**** Records for processing

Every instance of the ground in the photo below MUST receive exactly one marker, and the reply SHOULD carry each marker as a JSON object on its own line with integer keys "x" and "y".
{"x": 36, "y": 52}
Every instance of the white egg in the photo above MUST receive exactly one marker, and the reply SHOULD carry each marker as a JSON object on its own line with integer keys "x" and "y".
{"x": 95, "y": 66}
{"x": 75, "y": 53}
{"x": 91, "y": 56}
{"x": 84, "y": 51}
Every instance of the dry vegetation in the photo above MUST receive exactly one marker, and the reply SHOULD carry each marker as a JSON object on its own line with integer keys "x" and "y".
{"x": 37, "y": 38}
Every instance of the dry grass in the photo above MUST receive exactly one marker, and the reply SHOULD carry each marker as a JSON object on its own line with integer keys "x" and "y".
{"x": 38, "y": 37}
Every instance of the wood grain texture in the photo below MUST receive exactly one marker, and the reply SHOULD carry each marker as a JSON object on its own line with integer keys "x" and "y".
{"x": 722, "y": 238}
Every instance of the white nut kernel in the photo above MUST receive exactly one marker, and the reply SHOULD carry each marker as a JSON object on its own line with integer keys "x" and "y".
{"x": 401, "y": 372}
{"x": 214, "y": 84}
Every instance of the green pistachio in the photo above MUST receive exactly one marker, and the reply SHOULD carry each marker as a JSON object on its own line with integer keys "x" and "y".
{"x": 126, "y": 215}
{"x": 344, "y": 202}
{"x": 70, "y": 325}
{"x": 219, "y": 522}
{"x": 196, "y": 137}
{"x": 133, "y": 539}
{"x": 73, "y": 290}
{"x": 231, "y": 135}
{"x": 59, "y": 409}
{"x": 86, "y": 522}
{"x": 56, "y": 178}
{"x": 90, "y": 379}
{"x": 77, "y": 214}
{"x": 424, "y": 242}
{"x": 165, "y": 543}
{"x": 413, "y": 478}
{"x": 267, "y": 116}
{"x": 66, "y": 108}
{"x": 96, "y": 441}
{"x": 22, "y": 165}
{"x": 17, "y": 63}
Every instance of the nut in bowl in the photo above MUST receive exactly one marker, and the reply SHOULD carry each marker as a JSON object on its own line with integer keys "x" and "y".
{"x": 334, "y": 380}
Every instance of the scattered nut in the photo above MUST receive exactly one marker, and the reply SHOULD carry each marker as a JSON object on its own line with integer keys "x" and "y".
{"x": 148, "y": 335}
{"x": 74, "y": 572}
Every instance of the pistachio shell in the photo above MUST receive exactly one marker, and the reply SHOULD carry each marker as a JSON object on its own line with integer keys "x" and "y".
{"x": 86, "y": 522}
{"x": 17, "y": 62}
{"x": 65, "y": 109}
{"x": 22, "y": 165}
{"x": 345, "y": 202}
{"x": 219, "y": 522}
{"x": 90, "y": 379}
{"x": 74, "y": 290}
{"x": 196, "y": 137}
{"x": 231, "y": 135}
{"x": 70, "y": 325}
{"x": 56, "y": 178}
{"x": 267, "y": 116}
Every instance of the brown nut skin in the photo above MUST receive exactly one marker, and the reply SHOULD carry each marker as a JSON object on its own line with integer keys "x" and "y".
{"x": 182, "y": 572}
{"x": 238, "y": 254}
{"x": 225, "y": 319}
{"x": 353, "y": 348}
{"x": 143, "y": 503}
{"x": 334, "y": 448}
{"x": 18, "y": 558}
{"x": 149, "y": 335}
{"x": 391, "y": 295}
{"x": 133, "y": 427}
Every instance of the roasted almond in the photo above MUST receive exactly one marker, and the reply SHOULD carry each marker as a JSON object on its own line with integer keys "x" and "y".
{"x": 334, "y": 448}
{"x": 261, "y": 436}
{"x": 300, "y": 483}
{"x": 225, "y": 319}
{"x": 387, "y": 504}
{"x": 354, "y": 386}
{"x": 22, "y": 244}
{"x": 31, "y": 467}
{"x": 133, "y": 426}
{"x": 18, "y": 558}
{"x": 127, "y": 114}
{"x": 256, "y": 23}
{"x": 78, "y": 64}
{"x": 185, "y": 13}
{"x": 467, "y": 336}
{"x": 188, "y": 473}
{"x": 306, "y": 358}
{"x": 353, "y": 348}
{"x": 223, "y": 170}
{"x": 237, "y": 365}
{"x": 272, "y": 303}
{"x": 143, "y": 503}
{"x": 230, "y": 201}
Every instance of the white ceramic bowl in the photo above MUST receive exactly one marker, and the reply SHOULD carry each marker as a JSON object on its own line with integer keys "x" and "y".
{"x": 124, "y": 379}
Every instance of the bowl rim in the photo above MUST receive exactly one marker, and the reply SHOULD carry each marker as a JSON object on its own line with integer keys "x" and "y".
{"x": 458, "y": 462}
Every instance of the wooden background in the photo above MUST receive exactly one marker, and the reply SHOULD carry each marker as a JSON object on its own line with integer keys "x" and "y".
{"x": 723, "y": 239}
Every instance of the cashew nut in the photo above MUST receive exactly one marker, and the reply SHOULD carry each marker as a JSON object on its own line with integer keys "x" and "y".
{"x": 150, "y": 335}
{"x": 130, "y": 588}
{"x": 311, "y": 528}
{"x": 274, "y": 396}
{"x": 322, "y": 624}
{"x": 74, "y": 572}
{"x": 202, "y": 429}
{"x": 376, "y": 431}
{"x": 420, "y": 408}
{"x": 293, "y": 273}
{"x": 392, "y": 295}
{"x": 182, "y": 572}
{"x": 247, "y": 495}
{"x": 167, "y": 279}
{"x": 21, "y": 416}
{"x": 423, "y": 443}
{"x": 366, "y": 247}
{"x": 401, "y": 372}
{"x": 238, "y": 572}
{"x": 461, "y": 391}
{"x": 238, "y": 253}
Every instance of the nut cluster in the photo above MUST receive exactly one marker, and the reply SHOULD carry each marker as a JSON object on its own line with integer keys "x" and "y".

********

Required work
Please reproduce the entire listing, exactly as shown.

Written solution
Every instance of the ground in the photo below MUST receive exactly one marker, and the reply SHOULD carry each marker as a JSON object on its own line with integer keys "x" and "y".
{"x": 36, "y": 52}
Every instance of the white egg in the photo above MUST receive exactly one marker, and the reply SHOULD carry each marker as a JSON object on its own line with integer keys "x" and "y".
{"x": 95, "y": 66}
{"x": 75, "y": 53}
{"x": 91, "y": 56}
{"x": 84, "y": 51}
Every instance of the dry vegetation in the photo above MUST receive exactly one marker, and the reply SHOULD carry each marker as a JSON object on its own line with integer keys "x" and "y".
{"x": 37, "y": 38}
Every instance of the dry grass in the photo above MUST receive exactly one marker, and the reply SHOULD carry each marker as a JSON object on its own line with integer keys "x" and "y".
{"x": 38, "y": 37}
Every instance of the wood grain texture in the photo below MUST receive exactly one marker, and the reply SHOULD carry each marker as a JSON object on its own line with integer keys "x" and "y".
{"x": 722, "y": 238}
Every instance of the white nut kernel in the photo above MUST receive exactly one marker, and the reply SHOULD carry each marker as a JSON object on its own line with integer keys "x" and "y".
{"x": 401, "y": 372}
{"x": 214, "y": 84}
Every instance of the green pistachio in the photo above MUST receive exactly one marker, and the reply SHOULD carry each marker as a JSON object on its own line with integer keys "x" and "y".
{"x": 126, "y": 215}
{"x": 344, "y": 202}
{"x": 70, "y": 325}
{"x": 219, "y": 522}
{"x": 196, "y": 137}
{"x": 133, "y": 539}
{"x": 73, "y": 290}
{"x": 231, "y": 135}
{"x": 59, "y": 409}
{"x": 86, "y": 522}
{"x": 56, "y": 178}
{"x": 90, "y": 379}
{"x": 77, "y": 214}
{"x": 424, "y": 242}
{"x": 165, "y": 543}
{"x": 413, "y": 478}
{"x": 267, "y": 116}
{"x": 66, "y": 108}
{"x": 96, "y": 441}
{"x": 22, "y": 165}
{"x": 17, "y": 63}
Every instance of the nut in bowl in the photo above MUST receive exactly one marker, and the reply SHOULD carry each marker as a JSON object on its own line with integer keys "x" and "y".
{"x": 334, "y": 380}
Every instance of the scattered nut in the photo above MUST receive exactly one marker, and the reply SHOULD carry each marker as a JSON object on its own line with integer keys "x" and "y".
{"x": 148, "y": 335}
{"x": 74, "y": 572}
Every instance of the pistachio shell in the photo above MUST receive exactly one marker, and the reply SHOULD carry each marker as a JSON object on its own line with integer keys "x" and "y".
{"x": 86, "y": 522}
{"x": 17, "y": 62}
{"x": 65, "y": 109}
{"x": 22, "y": 165}
{"x": 345, "y": 202}
{"x": 219, "y": 522}
{"x": 90, "y": 379}
{"x": 74, "y": 290}
{"x": 196, "y": 137}
{"x": 231, "y": 135}
{"x": 70, "y": 325}
{"x": 56, "y": 178}
{"x": 267, "y": 116}
Every instance of the brown nut skin in the photo above MUST receive exactly one marker, and the reply SHOULD carry each marker as a JSON object on its own line with integer keys "x" and "y".
{"x": 182, "y": 572}
{"x": 238, "y": 254}
{"x": 225, "y": 319}
{"x": 353, "y": 348}
{"x": 143, "y": 503}
{"x": 334, "y": 448}
{"x": 18, "y": 558}
{"x": 149, "y": 335}
{"x": 391, "y": 295}
{"x": 133, "y": 427}
Every instance of the roasted almond in the photo above MUST receive exactly one marker, and the reply SHOULD carry each marker as a JSON object on its own line with integer keys "x" and "y".
{"x": 334, "y": 448}
{"x": 261, "y": 436}
{"x": 300, "y": 483}
{"x": 225, "y": 319}
{"x": 387, "y": 504}
{"x": 354, "y": 386}
{"x": 22, "y": 244}
{"x": 31, "y": 467}
{"x": 133, "y": 426}
{"x": 18, "y": 558}
{"x": 127, "y": 114}
{"x": 256, "y": 23}
{"x": 78, "y": 64}
{"x": 185, "y": 13}
{"x": 467, "y": 336}
{"x": 188, "y": 473}
{"x": 306, "y": 358}
{"x": 353, "y": 348}
{"x": 223, "y": 170}
{"x": 237, "y": 365}
{"x": 272, "y": 303}
{"x": 143, "y": 503}
{"x": 230, "y": 201}
Every instance of the white ceramic bowl in the photo above MUST receive exactly one marker, and the reply SHOULD carry each marker as a JSON object on its own line with integer keys "x" and "y".
{"x": 124, "y": 379}
Every instance of the bowl rim in the photo above MUST receive exactly one marker, and the reply SHOULD carry each marker as a JSON object on its own line with integer keys "x" and "y".
{"x": 458, "y": 462}
Every instance of the wooden background in the photo above MUST receive exactly one marker, and the reply SHOULD carry each marker as a JSON object on its own line with integer keys "x" and "y".
{"x": 723, "y": 239}
Every instance of the cashew nut in the photo above MUST receive exactly one marker, and the reply SHOULD carry each marker as a JSON object on its own line with integer keys "x" and "y".
{"x": 150, "y": 335}
{"x": 130, "y": 588}
{"x": 311, "y": 528}
{"x": 274, "y": 396}
{"x": 322, "y": 624}
{"x": 74, "y": 572}
{"x": 202, "y": 429}
{"x": 376, "y": 431}
{"x": 420, "y": 408}
{"x": 293, "y": 273}
{"x": 392, "y": 295}
{"x": 182, "y": 572}
{"x": 247, "y": 495}
{"x": 167, "y": 279}
{"x": 21, "y": 416}
{"x": 423, "y": 443}
{"x": 366, "y": 247}
{"x": 401, "y": 372}
{"x": 238, "y": 572}
{"x": 461, "y": 391}
{"x": 238, "y": 253}
Every instance of the nut cluster in the photo above MUST receive exactly one marker, and the reply SHOULD carry each marker as a JSON object on its own line with integer keys "x" and "y".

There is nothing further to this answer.